Starting at the first line and ending at the line containing "<point>30,90</point>", write the lines out again with "instance" swapped for "object" and everything else unchanged. Leave the pictures out.

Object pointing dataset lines
>>>
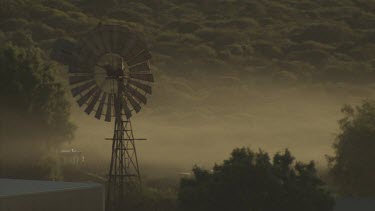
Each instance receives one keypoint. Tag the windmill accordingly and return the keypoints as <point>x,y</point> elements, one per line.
<point>110,78</point>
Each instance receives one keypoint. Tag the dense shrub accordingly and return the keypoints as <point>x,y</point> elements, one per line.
<point>251,181</point>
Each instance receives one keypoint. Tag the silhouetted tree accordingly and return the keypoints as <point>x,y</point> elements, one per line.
<point>351,167</point>
<point>33,108</point>
<point>251,181</point>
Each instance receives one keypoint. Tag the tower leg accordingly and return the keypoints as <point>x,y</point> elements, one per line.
<point>124,176</point>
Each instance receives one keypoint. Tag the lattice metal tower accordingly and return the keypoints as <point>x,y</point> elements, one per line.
<point>110,76</point>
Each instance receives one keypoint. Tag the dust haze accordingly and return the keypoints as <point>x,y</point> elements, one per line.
<point>199,118</point>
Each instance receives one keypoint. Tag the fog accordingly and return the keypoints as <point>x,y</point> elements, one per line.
<point>199,119</point>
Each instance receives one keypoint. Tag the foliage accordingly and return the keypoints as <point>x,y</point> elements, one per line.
<point>354,151</point>
<point>251,181</point>
<point>30,90</point>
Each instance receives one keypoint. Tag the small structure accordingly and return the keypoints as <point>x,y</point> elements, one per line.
<point>71,157</point>
<point>22,195</point>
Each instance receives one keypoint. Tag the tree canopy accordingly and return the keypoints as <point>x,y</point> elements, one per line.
<point>251,181</point>
<point>34,107</point>
<point>350,166</point>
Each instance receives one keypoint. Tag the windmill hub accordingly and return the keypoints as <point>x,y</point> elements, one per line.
<point>110,77</point>
<point>114,72</point>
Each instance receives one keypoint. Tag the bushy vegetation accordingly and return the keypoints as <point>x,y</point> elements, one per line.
<point>241,34</point>
<point>350,169</point>
<point>251,181</point>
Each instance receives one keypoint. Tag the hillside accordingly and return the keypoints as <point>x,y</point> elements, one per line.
<point>291,40</point>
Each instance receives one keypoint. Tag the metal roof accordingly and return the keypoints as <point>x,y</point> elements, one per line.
<point>13,187</point>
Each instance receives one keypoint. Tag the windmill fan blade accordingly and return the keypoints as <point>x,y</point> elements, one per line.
<point>145,55</point>
<point>144,77</point>
<point>127,111</point>
<point>108,115</point>
<point>93,101</point>
<point>81,88</point>
<point>85,97</point>
<point>79,79</point>
<point>137,94</point>
<point>105,37</point>
<point>99,111</point>
<point>140,68</point>
<point>134,104</point>
<point>139,85</point>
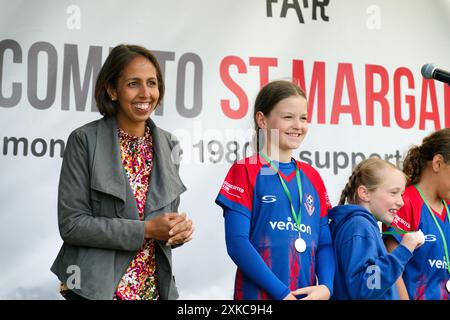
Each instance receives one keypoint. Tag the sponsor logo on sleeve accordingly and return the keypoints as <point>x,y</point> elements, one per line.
<point>232,189</point>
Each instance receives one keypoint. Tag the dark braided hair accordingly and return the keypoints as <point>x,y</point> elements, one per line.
<point>418,157</point>
<point>366,173</point>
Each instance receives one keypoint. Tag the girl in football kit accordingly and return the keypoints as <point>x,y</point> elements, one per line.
<point>364,268</point>
<point>275,207</point>
<point>427,198</point>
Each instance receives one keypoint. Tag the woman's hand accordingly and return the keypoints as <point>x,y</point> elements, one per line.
<point>181,232</point>
<point>172,227</point>
<point>320,292</point>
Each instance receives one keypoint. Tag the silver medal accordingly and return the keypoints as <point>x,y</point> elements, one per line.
<point>300,246</point>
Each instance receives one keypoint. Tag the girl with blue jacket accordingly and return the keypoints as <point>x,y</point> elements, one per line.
<point>364,268</point>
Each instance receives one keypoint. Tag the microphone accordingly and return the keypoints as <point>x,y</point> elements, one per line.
<point>429,71</point>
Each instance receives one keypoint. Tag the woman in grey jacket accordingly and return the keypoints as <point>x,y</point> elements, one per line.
<point>119,190</point>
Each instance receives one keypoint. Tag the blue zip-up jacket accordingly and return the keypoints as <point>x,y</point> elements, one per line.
<point>364,268</point>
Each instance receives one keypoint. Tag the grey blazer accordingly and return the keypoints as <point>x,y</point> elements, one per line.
<point>97,214</point>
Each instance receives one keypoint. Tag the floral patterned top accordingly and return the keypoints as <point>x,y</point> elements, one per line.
<point>139,281</point>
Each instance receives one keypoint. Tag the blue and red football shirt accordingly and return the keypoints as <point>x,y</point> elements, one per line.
<point>253,189</point>
<point>426,274</point>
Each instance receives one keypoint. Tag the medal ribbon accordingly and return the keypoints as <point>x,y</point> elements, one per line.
<point>437,224</point>
<point>297,218</point>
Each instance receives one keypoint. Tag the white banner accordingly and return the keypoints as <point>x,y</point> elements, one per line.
<point>359,62</point>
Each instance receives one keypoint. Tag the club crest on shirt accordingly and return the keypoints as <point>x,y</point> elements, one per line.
<point>309,204</point>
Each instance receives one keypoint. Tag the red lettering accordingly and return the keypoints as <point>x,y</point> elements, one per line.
<point>447,104</point>
<point>316,88</point>
<point>242,109</point>
<point>433,115</point>
<point>380,96</point>
<point>410,101</point>
<point>264,64</point>
<point>345,74</point>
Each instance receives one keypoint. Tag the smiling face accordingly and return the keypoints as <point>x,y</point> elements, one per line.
<point>286,125</point>
<point>137,94</point>
<point>385,200</point>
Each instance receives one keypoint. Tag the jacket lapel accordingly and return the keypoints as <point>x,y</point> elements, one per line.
<point>165,183</point>
<point>108,175</point>
<point>107,170</point>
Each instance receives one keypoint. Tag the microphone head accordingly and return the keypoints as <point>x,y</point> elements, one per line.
<point>427,70</point>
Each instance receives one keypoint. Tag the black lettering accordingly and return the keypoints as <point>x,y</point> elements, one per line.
<point>71,70</point>
<point>269,7</point>
<point>181,85</point>
<point>162,57</point>
<point>15,142</point>
<point>320,4</point>
<point>293,5</point>
<point>61,144</point>
<point>33,71</point>
<point>14,99</point>
<point>33,147</point>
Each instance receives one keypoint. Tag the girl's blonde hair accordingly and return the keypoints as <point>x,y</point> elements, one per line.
<point>367,173</point>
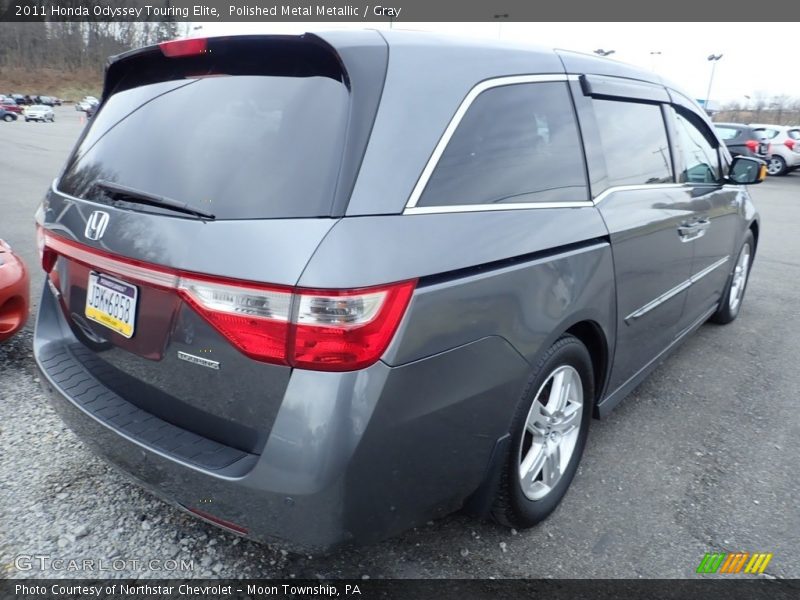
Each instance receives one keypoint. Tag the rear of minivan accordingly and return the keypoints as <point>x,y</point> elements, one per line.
<point>241,312</point>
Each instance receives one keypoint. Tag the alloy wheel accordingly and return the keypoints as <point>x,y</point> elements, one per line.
<point>551,432</point>
<point>775,166</point>
<point>739,278</point>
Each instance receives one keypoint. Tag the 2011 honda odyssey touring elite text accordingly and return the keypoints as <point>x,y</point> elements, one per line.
<point>391,276</point>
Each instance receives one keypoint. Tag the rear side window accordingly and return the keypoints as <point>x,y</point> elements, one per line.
<point>634,141</point>
<point>515,144</point>
<point>766,133</point>
<point>244,146</point>
<point>698,158</point>
<point>726,133</point>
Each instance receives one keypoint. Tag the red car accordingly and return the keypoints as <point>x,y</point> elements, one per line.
<point>14,296</point>
<point>11,106</point>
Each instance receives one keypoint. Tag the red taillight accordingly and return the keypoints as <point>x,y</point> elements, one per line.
<point>254,319</point>
<point>346,330</point>
<point>324,330</point>
<point>188,47</point>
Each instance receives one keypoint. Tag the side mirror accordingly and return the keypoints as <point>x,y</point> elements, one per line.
<point>746,170</point>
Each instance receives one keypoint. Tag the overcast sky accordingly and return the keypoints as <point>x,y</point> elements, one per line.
<point>758,58</point>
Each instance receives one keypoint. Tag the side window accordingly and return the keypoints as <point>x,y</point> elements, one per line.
<point>516,143</point>
<point>766,133</point>
<point>699,158</point>
<point>634,141</point>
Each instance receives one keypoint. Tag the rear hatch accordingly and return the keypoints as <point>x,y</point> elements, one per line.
<point>188,210</point>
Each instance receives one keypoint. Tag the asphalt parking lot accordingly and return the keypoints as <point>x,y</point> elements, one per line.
<point>702,457</point>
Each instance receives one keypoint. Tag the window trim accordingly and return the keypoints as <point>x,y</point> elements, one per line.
<point>411,205</point>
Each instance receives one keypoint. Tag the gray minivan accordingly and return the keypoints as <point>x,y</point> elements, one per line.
<point>389,275</point>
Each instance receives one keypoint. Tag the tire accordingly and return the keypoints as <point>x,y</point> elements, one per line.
<point>776,166</point>
<point>732,298</point>
<point>547,447</point>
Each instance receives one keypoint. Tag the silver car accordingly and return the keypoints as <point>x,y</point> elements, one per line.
<point>784,144</point>
<point>400,283</point>
<point>39,112</point>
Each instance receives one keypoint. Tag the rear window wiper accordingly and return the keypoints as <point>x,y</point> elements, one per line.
<point>135,196</point>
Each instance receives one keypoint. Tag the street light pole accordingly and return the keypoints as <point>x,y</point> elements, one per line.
<point>713,58</point>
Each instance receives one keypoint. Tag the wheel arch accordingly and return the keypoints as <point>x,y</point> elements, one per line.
<point>592,336</point>
<point>754,227</point>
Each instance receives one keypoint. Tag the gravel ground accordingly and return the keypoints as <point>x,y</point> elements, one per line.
<point>702,457</point>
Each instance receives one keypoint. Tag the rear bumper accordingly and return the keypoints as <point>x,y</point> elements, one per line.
<point>351,457</point>
<point>14,293</point>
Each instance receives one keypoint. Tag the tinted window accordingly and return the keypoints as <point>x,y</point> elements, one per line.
<point>726,133</point>
<point>516,143</point>
<point>271,149</point>
<point>634,142</point>
<point>699,160</point>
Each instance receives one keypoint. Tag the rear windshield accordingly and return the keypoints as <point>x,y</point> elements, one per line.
<point>239,147</point>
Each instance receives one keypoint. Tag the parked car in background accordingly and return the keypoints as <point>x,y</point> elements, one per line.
<point>742,140</point>
<point>87,102</point>
<point>784,147</point>
<point>437,316</point>
<point>14,292</point>
<point>9,105</point>
<point>39,112</point>
<point>7,115</point>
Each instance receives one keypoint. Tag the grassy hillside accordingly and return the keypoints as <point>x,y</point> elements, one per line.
<point>69,86</point>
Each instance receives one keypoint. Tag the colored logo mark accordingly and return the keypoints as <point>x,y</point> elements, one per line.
<point>734,562</point>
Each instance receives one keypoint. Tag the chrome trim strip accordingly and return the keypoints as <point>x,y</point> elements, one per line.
<point>427,210</point>
<point>700,274</point>
<point>658,301</point>
<point>461,111</point>
<point>674,291</point>
<point>625,188</point>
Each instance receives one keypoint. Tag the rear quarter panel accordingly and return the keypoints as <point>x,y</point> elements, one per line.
<point>523,275</point>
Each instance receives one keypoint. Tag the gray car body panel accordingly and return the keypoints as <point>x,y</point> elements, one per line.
<point>357,456</point>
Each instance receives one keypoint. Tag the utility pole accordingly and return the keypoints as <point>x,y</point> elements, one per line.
<point>713,58</point>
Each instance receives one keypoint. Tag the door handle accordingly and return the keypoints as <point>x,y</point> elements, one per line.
<point>694,230</point>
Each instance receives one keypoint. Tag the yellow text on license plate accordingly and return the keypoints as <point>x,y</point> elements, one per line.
<point>111,303</point>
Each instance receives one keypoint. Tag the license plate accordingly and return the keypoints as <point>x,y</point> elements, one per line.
<point>111,303</point>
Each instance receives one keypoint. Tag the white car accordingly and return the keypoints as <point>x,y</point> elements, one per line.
<point>86,103</point>
<point>39,112</point>
<point>784,147</point>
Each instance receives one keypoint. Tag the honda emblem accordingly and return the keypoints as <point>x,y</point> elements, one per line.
<point>96,225</point>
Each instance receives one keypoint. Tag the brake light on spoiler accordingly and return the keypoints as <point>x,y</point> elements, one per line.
<point>186,47</point>
<point>324,330</point>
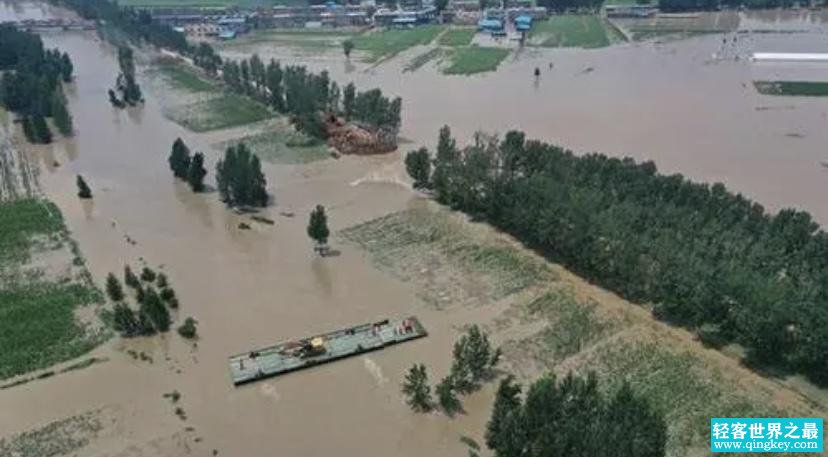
<<<
RESULT OF THIS TASK:
Each object receives one keypoint. Tag the windmill accordingly and return the keypoints as <point>x,y</point> elements, one per line.
<point>110,78</point>
Each object receives one keypoint. Tag the dense shrub accordingly and return the keypoints as <point>x,y</point> elements, one per line.
<point>251,181</point>
Each object receives one keypoint. Tag the silhouetted tree accordingly and return the keypoints as <point>x,y</point> elements, one per line.
<point>351,167</point>
<point>33,108</point>
<point>251,181</point>
Each object receives one keypoint. Tag the tower leg accordingly and return the keypoints as <point>x,y</point> elements, one per line.
<point>124,176</point>
Each object receives one keypoint. Tag the lattice metal tower accordingly and return the keypoints as <point>x,y</point> elements, one per line.
<point>110,76</point>
Each object receives one keypoint. Tag the dust haze accordingly and return the keypoints as <point>x,y</point> elements, one per line.
<point>199,118</point>
Each object receives one keypoint. Tag the fog accordingly and return the keypoints as <point>x,y</point> elements, one per line.
<point>199,119</point>
Each object receives one keypoint. Tag the foliage accordingly and return the keypoints as <point>x,y</point> elements, one per line.
<point>354,151</point>
<point>251,181</point>
<point>30,90</point>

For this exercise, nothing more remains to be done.